Objective

Control sequencing data across different sequencing platforms is extremely important for validation and effective comparison of sequencing platforms. A commonly sequenced sample that has been extensively used for these purposes is the MG1655 strain of E. coli [1]. However, the MG1655 genome is smaller and less complex than those of some pathogenic E. coli strains [2, 3]. As part of control experiments, we have sequenced UTI89, a uropathogenic E. coli (UPEC) strain originally isolated from a patient suffering from an acute bladder infection [4], using several different sequencing technologies, including ABI SOLiD, Ion Torrent, PacBio, Oxford Nanopore, and Illumina. Our new data supplements previously published sequencing data generated using the Roche 454 [4], Illumina HiSeq [5], and the original Oxford Nanopore Technologies MinION [6]. With the inclusion of these new data sets, E. coli strain UTI89 now has a nearly complete set of raw sequence data generated using most second- and third-generation sequencers. For some of the technologies we have multiple data sets, such as for PacBio, which spans the first iteration of the RSII sequencing chemistry (XL/C2) in 2012 up to the P6-C4 chemistry (which was current in 2018), which led to a more than fivefold increase in mean read length.

Data description

The new data sets are summarized in Table 1. Details of library preparation and sequencing methods for the new datasets are presented below.

Table 1 Overview of data sets

SOLiD

Library preparation

Genomic DNA was extracted from UTI89 grown overnight in Lysogeny Broth (LB) and used to generate Long Mate Pair (LMP) libraries. LMP libraries were generated using an insert size of 3–4 kb according to the manufacturer’s instructions to produce a 375 bp library.

Sequencing

A 2x35bp LMP sequencing run was performed on two spots of an 8 spot slide using the Applied Biosystems SOLiD3 platform [7,8,9].

Ion Torrent

Library preparation

Genomic DNA was extracted from UTI89 harbouring the pBAD33 plasmid [10] grown overnight in LB. Sequencing libraries were then generated using the Ion Xpress™ Plus gDNA library preparation protocol according to the manufacturer’s instructions.

Sequencing

A 200 bp sequencing run was performed on the personal genome machine (PGM) system using the Ion PGM™ 200 Sequencing Kit with a 316 chip [11, 12].

PacBio, RSII, XL/C2 Chemistry

Library preparation

Genomic DNA was extracted from SLC-66 (UTI89 with a kanamycin cassette integrated into the phage HK022 integration site) grown overnight in LB. Large insert (15 Kb) native SMRTbell sequencing libraries were generated according to the manufacturer’s protocols.
^^^^^^^^
# TASKS
**a.** Write out the portion of the UTI89 sequencing passage beginning with "PacBio, RSII, XL/C2" and going on through "the manufacturer’s protocols.".
**b.** Answer the following from the UTI89 sequencing passage, one line each:
(i) From a patient with what condition was UTI89 originally isolated?
(ii) What insert size was used for the SOLiD Long Mate Pair libraries?
(iii) Which chip was used in the Ion Torrent sequencing run?

[Referring-expression pointing data]
^^^^^^^^
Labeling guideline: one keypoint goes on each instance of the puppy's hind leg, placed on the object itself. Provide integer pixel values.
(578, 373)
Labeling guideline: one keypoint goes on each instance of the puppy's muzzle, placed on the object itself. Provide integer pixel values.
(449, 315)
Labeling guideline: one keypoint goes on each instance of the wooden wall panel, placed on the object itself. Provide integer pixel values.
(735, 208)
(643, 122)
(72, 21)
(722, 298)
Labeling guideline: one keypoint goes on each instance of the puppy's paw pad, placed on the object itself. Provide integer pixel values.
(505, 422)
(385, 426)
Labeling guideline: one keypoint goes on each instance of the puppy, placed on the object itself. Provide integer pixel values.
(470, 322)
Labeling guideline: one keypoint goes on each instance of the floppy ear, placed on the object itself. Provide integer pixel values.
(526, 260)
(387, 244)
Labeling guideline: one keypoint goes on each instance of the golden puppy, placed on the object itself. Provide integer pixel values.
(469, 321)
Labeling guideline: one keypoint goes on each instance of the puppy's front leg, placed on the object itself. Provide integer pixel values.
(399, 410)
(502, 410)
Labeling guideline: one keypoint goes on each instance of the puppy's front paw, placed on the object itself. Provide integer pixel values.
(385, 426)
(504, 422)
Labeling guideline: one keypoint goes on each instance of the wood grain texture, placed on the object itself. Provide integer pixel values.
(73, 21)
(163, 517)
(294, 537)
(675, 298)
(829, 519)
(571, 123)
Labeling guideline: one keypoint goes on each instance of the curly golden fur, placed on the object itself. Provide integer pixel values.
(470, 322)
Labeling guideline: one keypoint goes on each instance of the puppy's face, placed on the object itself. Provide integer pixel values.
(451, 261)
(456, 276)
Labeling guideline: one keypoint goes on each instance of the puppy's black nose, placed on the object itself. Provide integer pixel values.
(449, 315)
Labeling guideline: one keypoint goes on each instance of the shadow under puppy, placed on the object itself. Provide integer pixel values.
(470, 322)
^^^^^^^^
# SOLVED TASKS
**a.**
PacBio, RSII, XL/C2 Chemistry

Library preparation

Genomic DNA was extracted from SLC-66 (UTI89 with a kanamycin cassette integrated into the phage HK022 integration site) grown overnight in LB. Large insert (15 Kb) native SMRTbell sequencing libraries were generated according to the manufacturer’s protocols.

**b.**
(i) An acute bladder infection
(ii) 3–4 kb
(iii) A 316 chip